- PROBLEM STATEMENT:
Express as a numbered list the lines of the records from the line containing "Target: vehicle on road" up to and including the last line of the records. Omit blank lines.

====== THE INPUT

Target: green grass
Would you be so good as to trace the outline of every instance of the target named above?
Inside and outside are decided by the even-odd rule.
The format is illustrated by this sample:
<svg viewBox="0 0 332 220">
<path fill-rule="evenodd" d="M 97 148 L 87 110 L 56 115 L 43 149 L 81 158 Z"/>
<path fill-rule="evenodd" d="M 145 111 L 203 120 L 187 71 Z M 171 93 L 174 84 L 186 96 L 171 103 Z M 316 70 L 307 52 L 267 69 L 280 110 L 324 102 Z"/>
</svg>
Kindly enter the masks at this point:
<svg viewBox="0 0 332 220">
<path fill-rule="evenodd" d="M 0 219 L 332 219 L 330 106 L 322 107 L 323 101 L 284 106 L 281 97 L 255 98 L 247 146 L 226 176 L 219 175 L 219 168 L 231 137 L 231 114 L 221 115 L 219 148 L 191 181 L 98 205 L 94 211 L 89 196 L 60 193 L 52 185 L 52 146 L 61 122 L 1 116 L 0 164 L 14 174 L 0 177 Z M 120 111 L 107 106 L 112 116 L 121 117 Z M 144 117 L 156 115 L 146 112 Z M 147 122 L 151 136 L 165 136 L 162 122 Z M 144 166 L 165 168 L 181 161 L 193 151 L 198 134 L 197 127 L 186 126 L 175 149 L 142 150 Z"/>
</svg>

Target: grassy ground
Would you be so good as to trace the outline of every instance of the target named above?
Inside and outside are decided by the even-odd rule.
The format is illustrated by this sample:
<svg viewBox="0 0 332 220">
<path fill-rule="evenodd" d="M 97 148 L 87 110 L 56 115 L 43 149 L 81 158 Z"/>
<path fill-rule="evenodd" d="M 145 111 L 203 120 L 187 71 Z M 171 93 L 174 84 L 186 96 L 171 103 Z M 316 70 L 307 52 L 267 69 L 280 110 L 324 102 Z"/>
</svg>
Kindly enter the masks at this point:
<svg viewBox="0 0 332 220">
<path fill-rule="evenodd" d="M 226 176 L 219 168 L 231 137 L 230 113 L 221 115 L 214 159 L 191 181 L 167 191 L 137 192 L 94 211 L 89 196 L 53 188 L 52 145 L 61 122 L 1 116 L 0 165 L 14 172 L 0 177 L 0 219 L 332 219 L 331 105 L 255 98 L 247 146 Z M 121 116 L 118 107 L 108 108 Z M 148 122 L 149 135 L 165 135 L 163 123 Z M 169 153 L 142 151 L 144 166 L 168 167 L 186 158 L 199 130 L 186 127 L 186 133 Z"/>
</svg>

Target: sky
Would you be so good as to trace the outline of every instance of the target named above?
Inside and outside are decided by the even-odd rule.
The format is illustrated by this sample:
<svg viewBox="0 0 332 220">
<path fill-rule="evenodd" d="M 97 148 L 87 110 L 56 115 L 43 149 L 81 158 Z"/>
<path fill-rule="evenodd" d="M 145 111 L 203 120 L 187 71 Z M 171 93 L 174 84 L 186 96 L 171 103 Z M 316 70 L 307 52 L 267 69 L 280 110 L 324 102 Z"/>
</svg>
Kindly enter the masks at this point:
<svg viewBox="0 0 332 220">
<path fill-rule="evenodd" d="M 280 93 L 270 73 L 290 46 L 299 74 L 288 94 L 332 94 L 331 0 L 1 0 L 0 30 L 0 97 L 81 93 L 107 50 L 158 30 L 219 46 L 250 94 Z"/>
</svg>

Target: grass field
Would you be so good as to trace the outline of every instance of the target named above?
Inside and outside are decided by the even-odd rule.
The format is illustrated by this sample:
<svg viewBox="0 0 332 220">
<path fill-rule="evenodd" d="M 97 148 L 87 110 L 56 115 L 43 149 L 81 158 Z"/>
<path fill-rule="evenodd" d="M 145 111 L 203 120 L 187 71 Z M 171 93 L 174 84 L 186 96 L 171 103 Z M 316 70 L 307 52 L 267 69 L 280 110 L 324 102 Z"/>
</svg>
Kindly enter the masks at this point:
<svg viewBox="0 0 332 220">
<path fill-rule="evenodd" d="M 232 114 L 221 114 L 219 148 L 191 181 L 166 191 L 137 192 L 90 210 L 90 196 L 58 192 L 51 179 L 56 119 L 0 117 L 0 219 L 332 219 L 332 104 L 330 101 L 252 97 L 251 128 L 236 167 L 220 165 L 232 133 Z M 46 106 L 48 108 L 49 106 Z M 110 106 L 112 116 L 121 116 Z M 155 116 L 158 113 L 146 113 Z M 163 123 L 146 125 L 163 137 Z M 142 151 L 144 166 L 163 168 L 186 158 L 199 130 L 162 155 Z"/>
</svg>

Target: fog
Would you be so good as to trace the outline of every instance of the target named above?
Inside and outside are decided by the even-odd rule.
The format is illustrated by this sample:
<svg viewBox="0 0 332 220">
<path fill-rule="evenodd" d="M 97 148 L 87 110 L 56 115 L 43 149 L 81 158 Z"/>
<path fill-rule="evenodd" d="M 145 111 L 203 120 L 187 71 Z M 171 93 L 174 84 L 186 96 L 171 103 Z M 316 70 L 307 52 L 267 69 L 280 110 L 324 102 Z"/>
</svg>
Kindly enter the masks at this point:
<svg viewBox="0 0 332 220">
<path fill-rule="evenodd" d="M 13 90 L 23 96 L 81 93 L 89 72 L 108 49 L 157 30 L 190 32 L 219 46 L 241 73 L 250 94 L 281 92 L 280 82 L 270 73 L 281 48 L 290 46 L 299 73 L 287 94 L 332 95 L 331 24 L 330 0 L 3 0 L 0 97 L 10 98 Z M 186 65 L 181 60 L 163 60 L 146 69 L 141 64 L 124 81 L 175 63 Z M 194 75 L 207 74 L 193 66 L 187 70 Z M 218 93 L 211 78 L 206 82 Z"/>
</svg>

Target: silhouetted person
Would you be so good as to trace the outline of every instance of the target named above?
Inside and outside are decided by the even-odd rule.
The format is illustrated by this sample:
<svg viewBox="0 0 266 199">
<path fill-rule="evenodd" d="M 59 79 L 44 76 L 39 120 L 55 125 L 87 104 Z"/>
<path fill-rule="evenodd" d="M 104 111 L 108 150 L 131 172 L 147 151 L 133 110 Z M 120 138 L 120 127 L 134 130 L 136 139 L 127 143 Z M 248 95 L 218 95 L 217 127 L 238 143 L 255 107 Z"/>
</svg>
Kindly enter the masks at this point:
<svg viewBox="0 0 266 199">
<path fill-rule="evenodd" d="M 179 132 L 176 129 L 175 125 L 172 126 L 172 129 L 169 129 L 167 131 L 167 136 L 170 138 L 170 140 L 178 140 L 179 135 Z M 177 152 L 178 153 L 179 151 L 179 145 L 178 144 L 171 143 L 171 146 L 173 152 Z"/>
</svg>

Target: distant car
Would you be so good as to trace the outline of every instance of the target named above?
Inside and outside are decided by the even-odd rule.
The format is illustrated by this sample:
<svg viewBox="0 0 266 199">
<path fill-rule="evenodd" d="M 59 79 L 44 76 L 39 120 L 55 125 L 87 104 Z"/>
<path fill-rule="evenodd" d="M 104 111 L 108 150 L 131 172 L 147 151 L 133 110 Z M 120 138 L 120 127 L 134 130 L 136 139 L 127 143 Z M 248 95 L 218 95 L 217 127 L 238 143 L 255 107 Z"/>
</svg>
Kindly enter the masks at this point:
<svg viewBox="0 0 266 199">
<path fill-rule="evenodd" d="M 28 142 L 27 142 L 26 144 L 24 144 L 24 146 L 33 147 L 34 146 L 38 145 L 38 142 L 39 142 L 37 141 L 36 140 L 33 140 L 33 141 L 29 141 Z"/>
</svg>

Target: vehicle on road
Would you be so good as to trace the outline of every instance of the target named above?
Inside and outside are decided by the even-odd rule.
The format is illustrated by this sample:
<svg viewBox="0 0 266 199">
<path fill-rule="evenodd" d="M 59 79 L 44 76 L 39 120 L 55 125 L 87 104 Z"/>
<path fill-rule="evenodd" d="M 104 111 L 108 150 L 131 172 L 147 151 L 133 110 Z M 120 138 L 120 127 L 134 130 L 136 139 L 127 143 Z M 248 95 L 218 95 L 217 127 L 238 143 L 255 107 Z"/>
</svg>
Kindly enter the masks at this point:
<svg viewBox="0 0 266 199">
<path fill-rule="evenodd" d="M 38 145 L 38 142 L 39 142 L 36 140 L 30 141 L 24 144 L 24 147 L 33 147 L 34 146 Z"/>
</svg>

============

- SOLUTION TO THIS TASK:
1. Target: vehicle on road
2. Would you be so good as to trace the outline of every instance of the target named above?
3. Inside and outside are decided by the even-odd rule.
4. The format is illustrated by this sample:
5. <svg viewBox="0 0 266 199">
6. <path fill-rule="evenodd" d="M 59 79 L 44 76 L 39 120 L 55 125 L 87 104 Z"/>
7. <path fill-rule="evenodd" d="M 104 111 L 108 150 L 131 172 L 147 151 L 133 110 Z M 120 138 L 120 127 L 134 130 L 136 139 L 127 143 Z M 248 95 L 218 95 L 217 127 L 238 143 L 255 107 Z"/>
8. </svg>
9. Kindly enter the masks at this point:
10. <svg viewBox="0 0 266 199">
11. <path fill-rule="evenodd" d="M 38 145 L 38 142 L 39 142 L 36 140 L 30 141 L 24 144 L 24 147 L 33 147 L 34 146 Z"/>
12. </svg>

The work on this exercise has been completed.